## Extract to read
Harnessing Smart Speaker Technology to Aid Interventional Radiologists

By Megan Brooks

April 02, 2019

NEW YORK (Reuters Health) - Smart speaker technology could offer unique value to interventional radiologists, giving them the ability to access critical information without breaking sterile scrub, according to preliminary research presented March 24 at the Society for Interventional Radiology annual meeting.

"For our initial smart speaker applications, we focused on a pain-point faced by interventional radiologists and surgeons; the inability to use software when in sterile scrub for a procedure. You put on those sterile surgical gloves, you can't touch a smartphone, use a tablet or operate a computer. In some sense, you are robbed of modern technology," Dr. Kevin Seals from University of California, San Francisco said during a press briefing highlighting the research.

Using natural language processing and machine learning, the UCSF team developed a smart speaker application for use during interventional radiology procedures that can quickly provide information related to the sizing of medical devices (catheters, sheaths, stents, vascular plugs, etc.), which is a "common and fundamental challenge during procedures," said Dr. Seals.

## Image-grounded pointing data
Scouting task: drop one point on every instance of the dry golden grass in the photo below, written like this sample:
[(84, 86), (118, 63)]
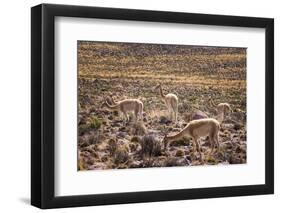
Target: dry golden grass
[(193, 73)]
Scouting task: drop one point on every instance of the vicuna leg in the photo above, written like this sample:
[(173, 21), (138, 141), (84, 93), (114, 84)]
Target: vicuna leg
[(198, 148)]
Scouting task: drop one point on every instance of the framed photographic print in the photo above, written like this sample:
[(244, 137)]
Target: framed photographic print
[(138, 106)]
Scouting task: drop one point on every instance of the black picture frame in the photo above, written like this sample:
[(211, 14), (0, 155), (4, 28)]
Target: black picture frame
[(43, 102)]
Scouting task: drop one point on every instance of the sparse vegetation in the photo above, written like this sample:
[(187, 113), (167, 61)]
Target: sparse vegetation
[(116, 71)]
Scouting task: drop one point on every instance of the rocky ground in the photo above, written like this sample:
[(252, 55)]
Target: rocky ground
[(122, 71)]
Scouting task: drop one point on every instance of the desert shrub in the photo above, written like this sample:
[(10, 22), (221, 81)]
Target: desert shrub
[(121, 155), (112, 146), (182, 142), (94, 139), (150, 146), (135, 139), (82, 164), (179, 153)]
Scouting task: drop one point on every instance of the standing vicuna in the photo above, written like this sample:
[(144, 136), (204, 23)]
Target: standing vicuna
[(171, 101), (126, 106), (197, 129)]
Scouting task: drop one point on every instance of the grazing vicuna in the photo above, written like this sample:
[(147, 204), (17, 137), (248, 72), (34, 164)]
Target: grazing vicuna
[(197, 129), (171, 101), (126, 106)]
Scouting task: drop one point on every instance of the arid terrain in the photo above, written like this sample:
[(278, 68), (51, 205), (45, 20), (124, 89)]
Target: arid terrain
[(195, 74)]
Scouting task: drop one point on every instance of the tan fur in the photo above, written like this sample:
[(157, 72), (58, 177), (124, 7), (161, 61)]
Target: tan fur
[(171, 101), (197, 129), (222, 110), (126, 106)]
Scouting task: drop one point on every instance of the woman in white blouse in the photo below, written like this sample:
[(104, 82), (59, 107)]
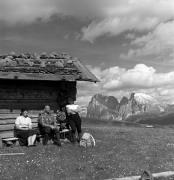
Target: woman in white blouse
[(24, 131)]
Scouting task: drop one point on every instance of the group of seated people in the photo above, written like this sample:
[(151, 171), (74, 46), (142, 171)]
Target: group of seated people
[(49, 125)]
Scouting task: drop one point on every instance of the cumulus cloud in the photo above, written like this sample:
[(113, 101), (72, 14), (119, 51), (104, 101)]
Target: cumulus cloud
[(159, 42), (119, 82), (105, 17), (127, 15)]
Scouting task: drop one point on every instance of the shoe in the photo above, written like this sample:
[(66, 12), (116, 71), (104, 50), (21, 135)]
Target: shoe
[(57, 143)]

## Work to complete
a - According to the smart speaker article, at which event was the preliminary research presented?
b - In the smart speaker article, reproduce the passage starting with "By Megan Brooks" and going on through "highlighting the research.", changing "sterile scrub" to "sterile attire".
c - Go on with the smart speaker article from the point where it stops.

## Task-by-task results
a - The Society for Interventional Radiology annual meeting.

b -
By Megan Brooks

April 02, 2019

NEW YORK (Reuters Health) - Smart speaker technology could offer unique value to interventional radiologists, giving them the ability to access critical information without breaking sterile attire, according to preliminary research presented March 24 at the Society for Interventional Radiology annual meeting.

"For our initial smart speaker applications, we focused on a pain-point faced by interventional radiologists and surgeons; the inability to use software when in sterile attire for a procedure. You put on those sterile surgical gloves, you can't touch a smartphone, use a tablet or operate a computer. In some sense, you are robbed of modern technology," Dr. Kevin Seals from University of California, San Francisco said during a press briefing highlighting the research.

c -
The app, for the Google Home smart speaker, processes a human voice query and provides sizing recommendations.

"Currently when there is a question around sizing, the workflow involves having a member of the team dig through a dense manual of device specifications to retrieve the sizing information. That approach is cumbersome, inefficient and takes time and attention away from the direct patient care," said Dr. Seals.

In initial testing, the device sizing smart speaker application achieved "excellent performance for a wide range of tasks," the researchers report in their meeting abstract.

This tool can provide "critical information almost instantaneously, all while the physician remains in the sterile surgical scrub," said Dr. Seals.

This work, he noted, represents an early step in developing a suite of smart speaker tools for interventional radiologists to use during procedures.

The researchers hope to develop a similar tool to query a hospital's inventory database. "For example, being able to ask what 6 mm stents are currently in stock? In this type of situation, the current workflow involves the person leaving the surgical area, walking to an inventory store room and coming back to report their results. It's super inefficient and we can do better for sure," said Dr. Seals.

In addition to interventional radiology, these tools will be useful for other healthcare providers as well. "An obvious one is surgeons, but all healthcare providers could use these tools to query the electronic medical record to rapidly access key clinical data such as allergy information and history of prior surgery," said Dr. Seals.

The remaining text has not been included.